DOCUMENT SEGMENT
Minister of Foreign Affairs
- In office 23 December 2003 – 17 February 2005
- Prime Minister: Ivo Sanader
- Preceded by: Tonino Picula
- Succeeded by: Kolinda Grabar-Kitarović

Personal details
- Born: 19 June 1955 (age 71) Split, PR Croatia, FPR Yugoslavia (modern Croatia)
- Party: Croatian Democratic Union
- Education: University of Zagreb Harvard Kennedy School

= Miomir Žužul =

Croatian diplomat and politician

Miomir Žužul (born 19 June 1955) is a Croatian diplomat and politician. He is currently a senior international policy advisor at the firm of Arnold & Porter Kaye Scholer LLP in Washington, DC.

==Education==
Žužul obtained a doctorate in psychology at the University of Zagreb in 1987 as well as a doctorate in conflict management at the John F. Kennedy School of Government at Harvard University. In 1990 he became a full professor at the Faculty of Humanities and Social Sciences in Zagreb.

==Politics==
Žužul started his political career as a member of Communist party of the Socialist Republic of Croatia. He left the party in 1987 and, with the fall of communism, entered the new dominant right wing party of Croatian Democratic Union (HDZ). Žužul was previously the foreign minister of Croatia (2003–2005), Croatian Ambassador to the United States (1996–2000), Croatian deputy foreign minister (1992–1993) and Croatian ambassador to the United Nations (1993–1996). Žužul was involved in Washington Agreement (1994) and Dayton Agreement (1995) as a member of the Croatian negotiating team.

ACTION ITEM
Can you quote the Miomir Žužul biography from "Personal details" to "Sciences in Zagreb."? The material that comes next isn't needed for anything here.

(Excerpts from a dataset)
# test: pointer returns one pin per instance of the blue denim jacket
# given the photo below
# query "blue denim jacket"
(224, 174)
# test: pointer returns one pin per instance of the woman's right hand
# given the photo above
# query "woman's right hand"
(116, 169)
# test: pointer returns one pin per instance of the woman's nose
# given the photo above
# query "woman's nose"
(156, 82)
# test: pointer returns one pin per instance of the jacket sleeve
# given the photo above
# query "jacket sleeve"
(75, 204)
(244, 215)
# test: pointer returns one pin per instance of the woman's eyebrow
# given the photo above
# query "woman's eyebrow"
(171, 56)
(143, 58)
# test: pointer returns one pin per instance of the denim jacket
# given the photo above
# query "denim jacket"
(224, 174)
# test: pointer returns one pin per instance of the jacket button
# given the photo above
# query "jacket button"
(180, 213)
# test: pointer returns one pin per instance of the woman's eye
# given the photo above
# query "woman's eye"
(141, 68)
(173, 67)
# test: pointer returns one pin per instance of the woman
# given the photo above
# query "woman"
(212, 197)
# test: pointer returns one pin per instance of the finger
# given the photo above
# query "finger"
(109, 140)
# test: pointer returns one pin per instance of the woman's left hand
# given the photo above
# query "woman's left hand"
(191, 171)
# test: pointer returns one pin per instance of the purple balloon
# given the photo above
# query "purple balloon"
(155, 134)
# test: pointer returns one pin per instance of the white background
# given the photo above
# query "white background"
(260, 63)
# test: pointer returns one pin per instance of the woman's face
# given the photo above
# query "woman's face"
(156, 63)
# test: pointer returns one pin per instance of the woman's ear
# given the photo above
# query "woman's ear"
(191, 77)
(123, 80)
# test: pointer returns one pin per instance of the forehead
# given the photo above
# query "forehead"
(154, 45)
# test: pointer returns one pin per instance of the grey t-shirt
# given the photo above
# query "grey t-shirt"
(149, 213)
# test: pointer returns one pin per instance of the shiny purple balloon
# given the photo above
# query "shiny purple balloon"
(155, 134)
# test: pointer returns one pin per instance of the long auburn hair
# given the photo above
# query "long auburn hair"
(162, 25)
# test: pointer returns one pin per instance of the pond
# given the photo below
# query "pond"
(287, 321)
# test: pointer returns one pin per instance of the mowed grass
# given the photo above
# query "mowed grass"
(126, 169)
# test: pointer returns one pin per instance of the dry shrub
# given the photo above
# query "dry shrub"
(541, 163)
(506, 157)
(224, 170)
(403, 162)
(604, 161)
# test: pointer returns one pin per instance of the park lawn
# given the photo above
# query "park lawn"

ANSWER AREA
Personal details
- Born: 19 June 1955 (age 71) Split, PR Croatia, FPR Yugoslavia (modern Croatia)
- Party: Croatian Democratic Union
- Education: University of Zagreb Harvard Kennedy School

= Miomir Žužul =

Croatian diplomat and politician

Miomir Žužul (born 19 June 1955) is a Croatian diplomat and politician. He is currently a senior international policy advisor at the firm of Arnold & Porter Kaye Scholer LLP in Washington, DC.

==Education==
Žužul obtained a doctorate in psychology at the University of Zagreb in 1987 as well as a doctorate in conflict management at the John F. Kennedy School of Government at Harvard University. In 1990 he became a full professor at the Faculty of Humanities and Social Sciences in Zagreb.